### Listed entries
::::
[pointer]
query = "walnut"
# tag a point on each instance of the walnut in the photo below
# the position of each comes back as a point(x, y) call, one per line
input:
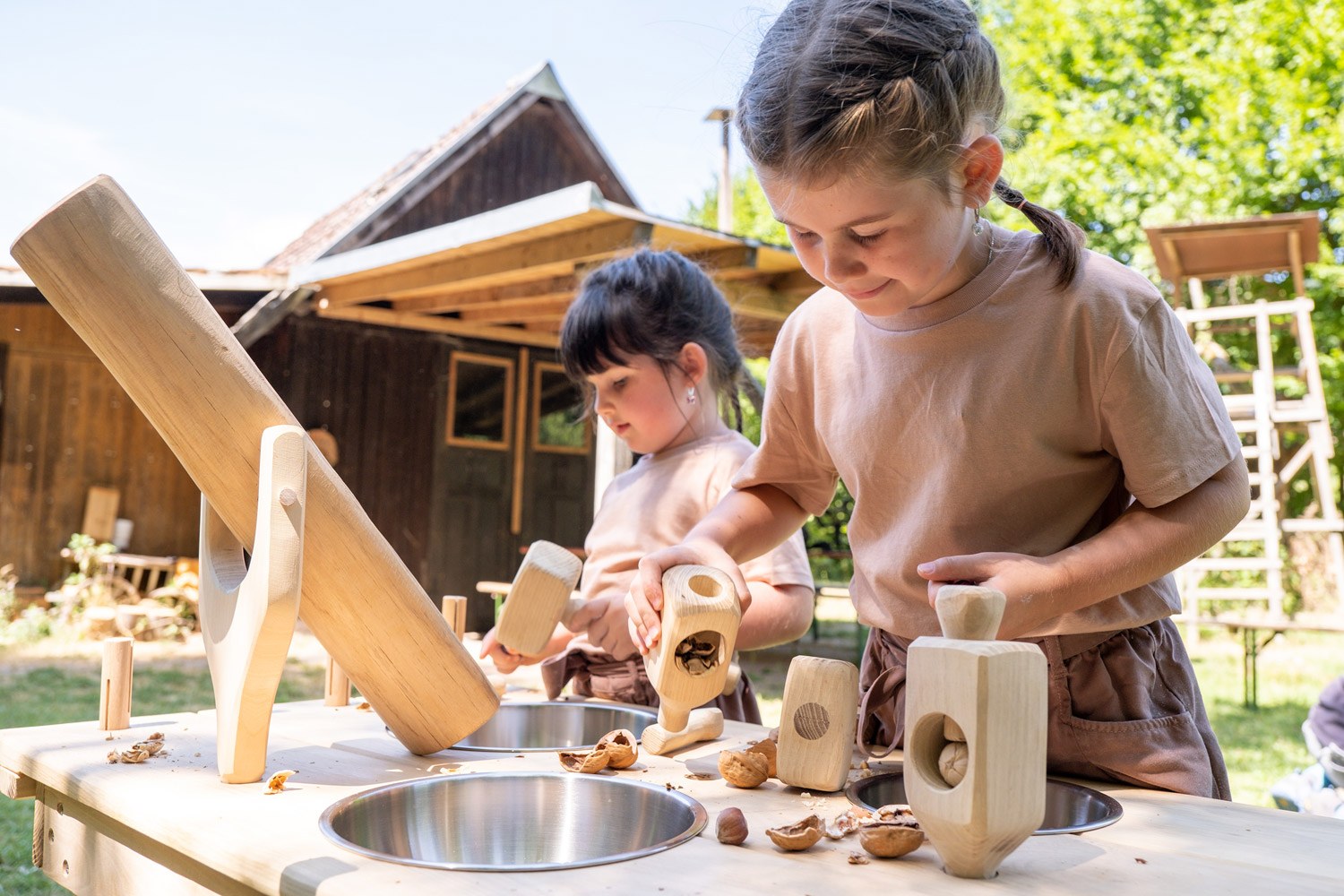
point(620, 747)
point(744, 769)
point(795, 837)
point(889, 839)
point(585, 763)
point(731, 826)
::::
### The request
Repeat verbatim all the material, but not the pictures.

### Full answer
[pointer]
query = "walnut"
# tag a point on each instance of the walnut in the photo below
# the position of each comes back as a point(x, y) call, one per line
input:
point(620, 747)
point(744, 769)
point(795, 837)
point(889, 839)
point(585, 763)
point(731, 826)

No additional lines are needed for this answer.